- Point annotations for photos
%%
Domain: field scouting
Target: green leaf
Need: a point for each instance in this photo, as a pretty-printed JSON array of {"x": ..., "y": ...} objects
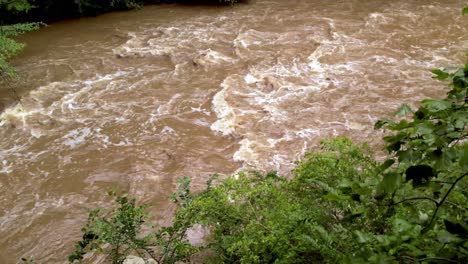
[
  {"x": 362, "y": 237},
  {"x": 456, "y": 228},
  {"x": 445, "y": 237},
  {"x": 403, "y": 110},
  {"x": 464, "y": 157},
  {"x": 390, "y": 182},
  {"x": 419, "y": 174},
  {"x": 387, "y": 164}
]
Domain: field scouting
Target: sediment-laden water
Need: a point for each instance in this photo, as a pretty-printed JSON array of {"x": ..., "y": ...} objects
[{"x": 138, "y": 99}]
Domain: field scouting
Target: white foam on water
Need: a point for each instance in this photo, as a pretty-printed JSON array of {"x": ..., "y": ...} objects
[
  {"x": 76, "y": 137},
  {"x": 224, "y": 112}
]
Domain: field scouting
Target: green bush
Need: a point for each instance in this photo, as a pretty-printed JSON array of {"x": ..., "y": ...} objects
[{"x": 8, "y": 46}]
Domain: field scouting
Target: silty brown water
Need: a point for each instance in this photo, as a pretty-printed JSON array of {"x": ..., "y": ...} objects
[{"x": 138, "y": 99}]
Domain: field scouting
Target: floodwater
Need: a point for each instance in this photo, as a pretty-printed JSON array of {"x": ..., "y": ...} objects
[{"x": 135, "y": 100}]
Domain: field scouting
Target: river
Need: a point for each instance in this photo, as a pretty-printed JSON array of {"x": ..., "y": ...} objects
[{"x": 134, "y": 100}]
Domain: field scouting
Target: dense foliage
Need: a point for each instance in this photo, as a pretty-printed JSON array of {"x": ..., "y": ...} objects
[
  {"x": 342, "y": 206},
  {"x": 8, "y": 46}
]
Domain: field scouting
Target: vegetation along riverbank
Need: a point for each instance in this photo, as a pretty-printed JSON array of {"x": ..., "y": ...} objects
[{"x": 340, "y": 204}]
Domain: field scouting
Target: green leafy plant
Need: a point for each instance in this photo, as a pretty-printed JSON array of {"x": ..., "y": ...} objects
[
  {"x": 125, "y": 230},
  {"x": 8, "y": 46}
]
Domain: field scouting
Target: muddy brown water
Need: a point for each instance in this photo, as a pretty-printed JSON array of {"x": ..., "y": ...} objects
[{"x": 138, "y": 99}]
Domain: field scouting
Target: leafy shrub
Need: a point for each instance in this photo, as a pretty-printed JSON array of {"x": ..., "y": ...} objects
[
  {"x": 121, "y": 231},
  {"x": 8, "y": 46}
]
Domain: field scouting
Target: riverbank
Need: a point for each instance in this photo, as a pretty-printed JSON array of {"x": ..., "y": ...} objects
[{"x": 138, "y": 99}]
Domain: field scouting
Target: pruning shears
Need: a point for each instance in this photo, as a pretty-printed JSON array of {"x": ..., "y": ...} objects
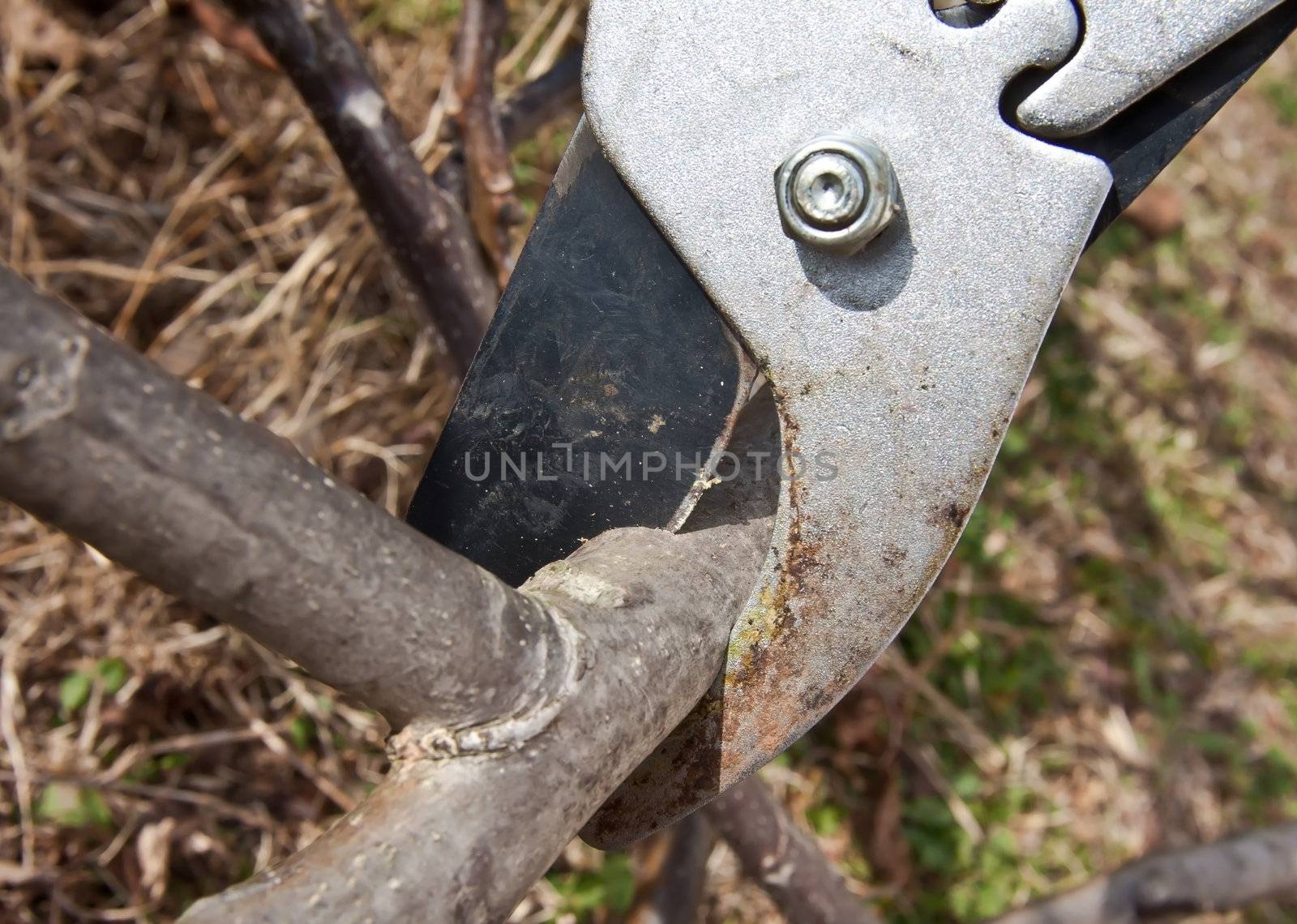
[{"x": 875, "y": 207}]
%%
Every record above must be given again exactly; drop the pictures.

Domain: field scouting
Target: green leaf
Need: a point for each instance in this photo, as a pretty-printed JSON array of {"x": ..., "y": ...} objects
[
  {"x": 362, "y": 237},
  {"x": 456, "y": 228},
  {"x": 445, "y": 237},
  {"x": 403, "y": 110},
  {"x": 464, "y": 157},
  {"x": 390, "y": 182},
  {"x": 419, "y": 174},
  {"x": 387, "y": 164}
]
Domain: field scouting
Target: sediment-laden water
Need: a point for each instance in this photo, as a pretty-printed JSON array of {"x": ..., "y": ...} objects
[{"x": 138, "y": 99}]
Domain: field scouting
Target: white foam on water
Need: a point for each instance in this photo, as a pretty-printed JSON array of {"x": ..., "y": ...} objects
[
  {"x": 76, "y": 137},
  {"x": 224, "y": 112}
]
Domain: field scouting
Target: green bush
Need: a point for each instance in this photo, as a pretty-printed JSON array of {"x": ..., "y": ...} objects
[{"x": 8, "y": 46}]
Domain: field scouting
Target: silty brown water
Need: a point for each instance in this photo, as a pretty-printed JSON array of {"x": ..., "y": ...} objects
[{"x": 138, "y": 99}]
Domain: field scouting
Target: floodwater
Need: a point for each instance in this photo, as a pretty-printed JSON array of {"x": ..., "y": ...} objects
[{"x": 135, "y": 100}]
Domain: field scouting
Target: river
Need: a point for each instance in this photo, as a pretty-printed JSON array of {"x": ..., "y": ...} objects
[{"x": 134, "y": 100}]
Domain: field scouting
Target: dense foliage
Need: a point for each instance in this photo, as a pretty-printed JSON array of {"x": ..., "y": ...} objects
[
  {"x": 342, "y": 206},
  {"x": 8, "y": 46}
]
Domain: field scouting
Target: vegetation along riverbank
Need: a point for each instance in this photo, as a pretty-printed JSON array of {"x": ..., "y": ...} objects
[{"x": 340, "y": 204}]
Domain: field scouting
Target: green leafy plant
Need: a point for each instance in this photo, as a pretty-printed JSON array of {"x": ..., "y": ...} objects
[
  {"x": 125, "y": 230},
  {"x": 8, "y": 46}
]
Domain: field scouting
Target: muddy brown water
Need: a point for each instance in this photo, as a pretty-printed JSON array of {"x": ..., "y": ...} objects
[{"x": 138, "y": 99}]
Domain: field scouting
Target: leafy shrub
Need: a point for each instance in this photo, as a pretty-printed JSON array of {"x": ..., "y": ...} objects
[
  {"x": 121, "y": 231},
  {"x": 8, "y": 46}
]
Domain: field scouting
Target: riverbank
Need: a point for each instance in this photo, as a pretty-printed JSON array of {"x": ..., "y": ...} objects
[{"x": 138, "y": 99}]
Domain: field scouting
Target: pruning shears
Need: a point for each instance in this photo, as a pretty-printed JSON array of {"x": ..., "y": ...} objects
[{"x": 875, "y": 207}]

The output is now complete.